Exercice proposé a » Selon le texte sur l'intelligence, combien de formes d'intelligence Howard Gardner va-t-il jusqu'à définir ?

—————

Question d’intelligence : pourquoi
tant d’anciens cancres dirigent-ils tant d’anciennes têtes de classe ?

Combien d’anciennes têtes de classe s’agacent-elles d’être dirigées par d’anciens cancres ou, de façon moins caricaturale, par de moins diplômés ?

Il y a d’illustres précédents. Déjà, dans sa célèbre République, Platon se plaignait : « Ceux qui sont trop intelligents pour entrer en politique sont punis en étant gouvernés par ceux qui le sont moins. »

Depuis l’antiquité, il y a de la vertu dans l’intelligence et le labeur, réputés conduire à l’excellence. Et du dépit lorsque cette vertu n’est pas sanctionnée par des responsabilités. Il n’est pas rare d’entendre tel ou tel représentant de l’élite intellectuelle se lamenter que le monde n’est pas gouverné par l’excellence académique, a priori garante du bon, du beau et du bien. On s’amusera de voir la même citation de Platon parfois traduite comme suit : « Si les gens honnêtes ne veulent pas faire de politique, ils sont punis en étant gouvernés par ceux qui le sont moins » !

Plus prosaïquement, que dire à nos enfants si, après de brillantes études, ils se trouvent dirigés par des chefs dont la performance scolaire se mesure d’abord en chahuts réussis et mémorables soirées étudiantes ?

Le mérite se construit par le labeur éclairé par l’intelligence, faculté qui permet de comprendre, d’apprendre ou de s’adapter à des situations nouvelles. Depuis l’invention du Quotient Intellectuel au siècle dernier et ses raffinements ultérieurs (modèle CHC), non seulement on sait mesurer l’intelligence mais on soupçonne aussi qu’un facteur intrinsèque à l’individu, le « facteur g », caractérise le potentiel de chacun, indépendamment de l’âge.

On sait donc orienter et prévoir le succès des étudiants, et ainsi leurs chances de participer à la direction du monde, qu’il s’agisse de sa direction intellectuelle ou de sa direction pratique, par exemple comme dirigeant d’entreprise.

Aujourd’hui, la complexité croissante de la société globale, tant du côté technologique que du côté humain, donne une importance croissante aux sciences dites « dures » autant qu’aux sciences humaines dans la gestion du monde. Cette complexité ne cesse d’augmenter le besoin d’excellence académique. Alors un boulevard devant nos jeunes diplômés ?

Einstein, pourtant au cœur du savoir académique, définissait cependant l’intelligence tout autrement : « Le vrai signe de l’intelligence, ce n’est pas la connaissance, mais l’imagination ». Si l’on précise que l’intelligence est la faculté qui permet de comprendre, d’apprendre ou de s’adapter à des situations nouvelles dans un contexte culturel donné, on conclut que chercher l’intelligence sous le QI ou des tests CHC pourrait ressembler à chercher une pièce de monnaie sous le réverbère. L’intelligence en situation culturelle est bien plus que la réussite de tests intellectuels variés. Howard Gardner (1) notait, au fil de ses recherches à Harvard, qu’aucun de ces tests ne détectait des dimensions telles que l’intelligence musicale ou corporelle, pas plus que les intelligences interpersonnelles et intra-personnelles. Il va jusqu’à définir sept à neuf formes d’intelligences, chacune se rapportant à une forme de l’intellect.

—————

Exercice proposé b » Renvoyez à l'identique toutes les lignes de données, depuis celle qui contient « black bull, imagine » jusqu'à la dernière ligne, toutes deux comprises.

—————

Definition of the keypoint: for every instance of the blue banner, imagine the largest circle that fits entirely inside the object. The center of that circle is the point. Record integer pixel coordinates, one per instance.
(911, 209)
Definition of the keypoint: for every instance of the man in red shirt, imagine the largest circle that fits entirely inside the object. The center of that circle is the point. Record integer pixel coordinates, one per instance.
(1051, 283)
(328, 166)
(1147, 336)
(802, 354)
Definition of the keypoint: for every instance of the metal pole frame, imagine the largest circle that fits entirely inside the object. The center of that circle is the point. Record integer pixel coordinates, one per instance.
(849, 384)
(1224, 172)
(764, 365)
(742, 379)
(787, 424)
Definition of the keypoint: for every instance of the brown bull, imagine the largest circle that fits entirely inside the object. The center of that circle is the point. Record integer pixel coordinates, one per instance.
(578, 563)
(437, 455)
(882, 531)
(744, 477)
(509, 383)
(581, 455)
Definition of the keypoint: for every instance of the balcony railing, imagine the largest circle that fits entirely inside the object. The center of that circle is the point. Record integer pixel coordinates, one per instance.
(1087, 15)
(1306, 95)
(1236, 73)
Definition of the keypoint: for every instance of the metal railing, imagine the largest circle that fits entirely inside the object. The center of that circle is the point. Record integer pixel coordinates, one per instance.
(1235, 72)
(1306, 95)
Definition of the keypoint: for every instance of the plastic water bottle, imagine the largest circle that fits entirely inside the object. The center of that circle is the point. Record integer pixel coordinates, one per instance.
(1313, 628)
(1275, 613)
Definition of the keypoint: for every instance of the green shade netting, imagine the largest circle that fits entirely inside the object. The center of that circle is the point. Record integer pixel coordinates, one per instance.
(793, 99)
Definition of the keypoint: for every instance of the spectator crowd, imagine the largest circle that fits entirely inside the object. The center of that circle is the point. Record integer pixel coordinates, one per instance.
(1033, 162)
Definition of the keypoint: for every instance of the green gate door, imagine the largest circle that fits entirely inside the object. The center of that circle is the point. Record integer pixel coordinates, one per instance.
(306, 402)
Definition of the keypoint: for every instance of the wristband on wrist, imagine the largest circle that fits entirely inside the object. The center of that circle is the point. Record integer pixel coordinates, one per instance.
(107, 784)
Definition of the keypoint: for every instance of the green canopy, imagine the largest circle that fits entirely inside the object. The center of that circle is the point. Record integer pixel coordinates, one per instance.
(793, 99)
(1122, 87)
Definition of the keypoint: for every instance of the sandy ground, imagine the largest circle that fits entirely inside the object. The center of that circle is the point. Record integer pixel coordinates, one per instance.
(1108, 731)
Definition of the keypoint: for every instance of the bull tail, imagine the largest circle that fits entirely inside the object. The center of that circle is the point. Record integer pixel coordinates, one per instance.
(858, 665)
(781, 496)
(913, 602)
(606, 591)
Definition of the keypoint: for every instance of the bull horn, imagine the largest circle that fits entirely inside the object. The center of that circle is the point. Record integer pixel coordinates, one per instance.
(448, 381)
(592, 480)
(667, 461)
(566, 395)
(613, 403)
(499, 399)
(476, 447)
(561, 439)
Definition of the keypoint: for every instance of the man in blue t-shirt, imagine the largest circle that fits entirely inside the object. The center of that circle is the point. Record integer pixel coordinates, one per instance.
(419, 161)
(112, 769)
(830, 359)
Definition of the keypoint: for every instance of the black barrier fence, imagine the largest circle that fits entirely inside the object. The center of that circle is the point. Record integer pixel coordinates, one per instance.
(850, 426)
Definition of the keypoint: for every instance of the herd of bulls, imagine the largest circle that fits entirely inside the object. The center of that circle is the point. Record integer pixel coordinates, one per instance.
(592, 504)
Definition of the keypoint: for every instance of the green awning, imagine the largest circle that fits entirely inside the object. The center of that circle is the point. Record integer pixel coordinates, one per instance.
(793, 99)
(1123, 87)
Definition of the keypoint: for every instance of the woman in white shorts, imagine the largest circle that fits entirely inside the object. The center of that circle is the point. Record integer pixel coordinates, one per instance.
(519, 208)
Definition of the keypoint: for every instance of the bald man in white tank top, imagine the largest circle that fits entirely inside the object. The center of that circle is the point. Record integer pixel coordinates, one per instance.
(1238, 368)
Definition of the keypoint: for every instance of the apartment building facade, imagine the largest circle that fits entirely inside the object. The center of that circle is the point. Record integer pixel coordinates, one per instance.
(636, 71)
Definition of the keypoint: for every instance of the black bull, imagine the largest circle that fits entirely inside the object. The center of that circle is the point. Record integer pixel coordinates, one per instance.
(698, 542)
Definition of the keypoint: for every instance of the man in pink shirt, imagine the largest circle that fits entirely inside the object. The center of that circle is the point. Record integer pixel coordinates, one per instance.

—————

Réponse complète a » Il va jusqu'à définir sept à neuf formes d'intelligence.

Réponse complète b »
Definition of the keypoint: for every instance of the black bull, imagine the largest circle that fits entirely inside the object. The center of that circle is the point. Record integer pixel coordinates, one per instance.
(698, 542)
Definition of the keypoint: for every instance of the man in pink shirt, imagine the largest circle that fits entirely inside the object. The center of that circle is the point. Record integer pixel coordinates, one per instance.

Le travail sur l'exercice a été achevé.